▶ **PROVIDED DATA**
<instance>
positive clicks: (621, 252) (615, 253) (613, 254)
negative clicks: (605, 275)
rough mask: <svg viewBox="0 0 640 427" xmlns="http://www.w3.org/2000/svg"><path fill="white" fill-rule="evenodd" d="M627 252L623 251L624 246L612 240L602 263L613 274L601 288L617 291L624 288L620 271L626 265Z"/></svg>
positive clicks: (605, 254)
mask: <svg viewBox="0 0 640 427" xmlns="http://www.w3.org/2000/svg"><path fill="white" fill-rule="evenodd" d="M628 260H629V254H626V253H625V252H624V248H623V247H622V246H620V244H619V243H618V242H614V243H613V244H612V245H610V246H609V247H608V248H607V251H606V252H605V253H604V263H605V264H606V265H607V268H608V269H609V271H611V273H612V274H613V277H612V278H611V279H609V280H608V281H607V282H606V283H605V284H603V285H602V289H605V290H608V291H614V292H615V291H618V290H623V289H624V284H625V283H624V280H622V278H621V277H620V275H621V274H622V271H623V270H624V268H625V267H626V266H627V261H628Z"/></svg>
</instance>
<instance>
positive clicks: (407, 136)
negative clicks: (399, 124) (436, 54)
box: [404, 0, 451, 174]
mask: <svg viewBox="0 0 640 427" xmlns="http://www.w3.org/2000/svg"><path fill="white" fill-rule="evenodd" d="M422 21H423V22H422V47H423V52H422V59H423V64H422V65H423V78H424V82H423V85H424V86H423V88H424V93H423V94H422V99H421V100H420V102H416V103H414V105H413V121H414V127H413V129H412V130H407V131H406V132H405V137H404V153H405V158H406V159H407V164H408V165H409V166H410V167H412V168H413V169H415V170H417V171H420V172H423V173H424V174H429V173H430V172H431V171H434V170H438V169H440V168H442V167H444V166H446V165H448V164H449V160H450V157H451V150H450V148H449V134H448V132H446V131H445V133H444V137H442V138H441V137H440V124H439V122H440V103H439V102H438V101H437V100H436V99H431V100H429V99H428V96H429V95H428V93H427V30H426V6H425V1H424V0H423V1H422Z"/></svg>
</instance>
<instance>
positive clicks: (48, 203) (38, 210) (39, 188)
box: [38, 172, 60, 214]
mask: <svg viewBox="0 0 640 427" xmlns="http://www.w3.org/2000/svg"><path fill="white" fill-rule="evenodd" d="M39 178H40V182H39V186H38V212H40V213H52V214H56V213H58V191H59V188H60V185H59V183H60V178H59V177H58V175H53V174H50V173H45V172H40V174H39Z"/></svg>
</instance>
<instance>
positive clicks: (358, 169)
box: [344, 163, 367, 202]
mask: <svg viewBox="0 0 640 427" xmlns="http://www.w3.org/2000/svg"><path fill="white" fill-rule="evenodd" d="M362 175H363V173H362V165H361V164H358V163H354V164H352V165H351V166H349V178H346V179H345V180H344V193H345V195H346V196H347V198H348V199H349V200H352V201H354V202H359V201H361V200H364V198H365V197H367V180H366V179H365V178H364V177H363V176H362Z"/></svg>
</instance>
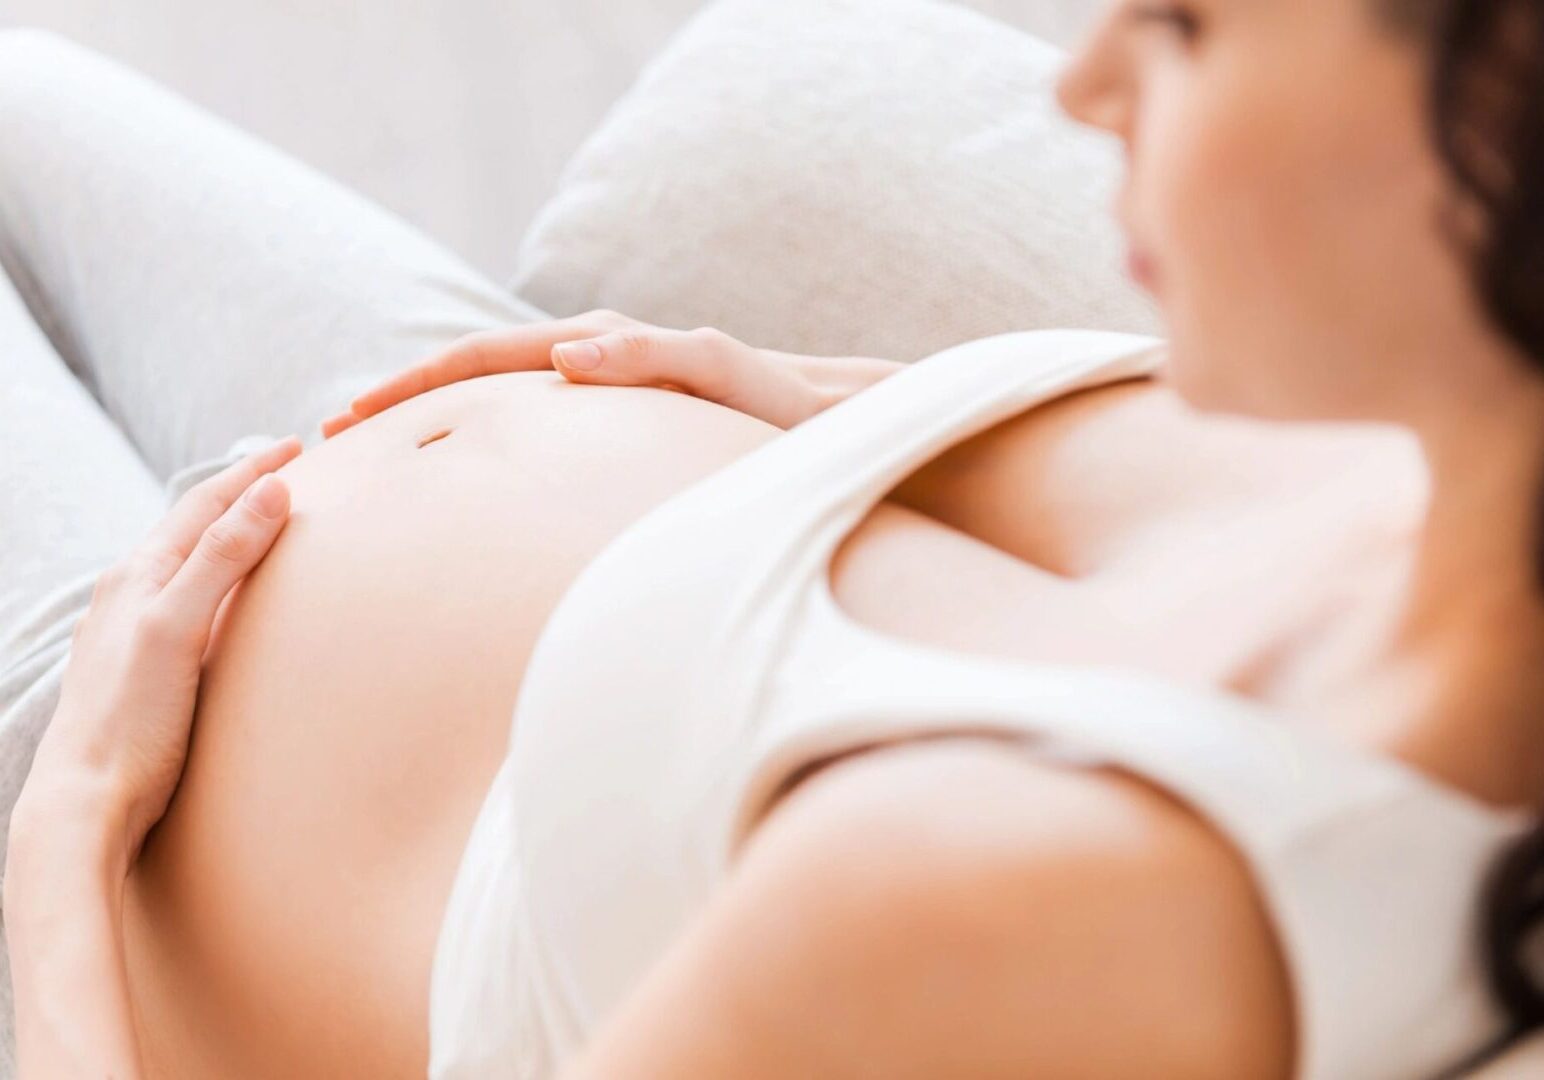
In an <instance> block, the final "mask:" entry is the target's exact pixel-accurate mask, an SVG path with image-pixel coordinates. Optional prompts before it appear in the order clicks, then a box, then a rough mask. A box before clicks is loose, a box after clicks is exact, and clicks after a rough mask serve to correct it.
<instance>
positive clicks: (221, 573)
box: [156, 476, 290, 641]
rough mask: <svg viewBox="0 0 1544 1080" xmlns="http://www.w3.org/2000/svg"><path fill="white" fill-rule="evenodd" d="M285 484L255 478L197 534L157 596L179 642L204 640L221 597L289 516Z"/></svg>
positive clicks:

▶ **TASK DESCRIPTION**
Write out the listing's lines exactly, from its first line through the line that contains "252L623 251L624 246L612", and stop there.

▶ **OUTPUT FOR THIS TASK**
<instance>
positive clicks: (621, 252) (615, 253) (613, 254)
negative clicks: (605, 275)
rough mask: <svg viewBox="0 0 640 427" xmlns="http://www.w3.org/2000/svg"><path fill="white" fill-rule="evenodd" d="M627 252L623 251L624 246L612 240L602 263L613 274L601 288L617 291L624 288L620 271L626 265Z"/></svg>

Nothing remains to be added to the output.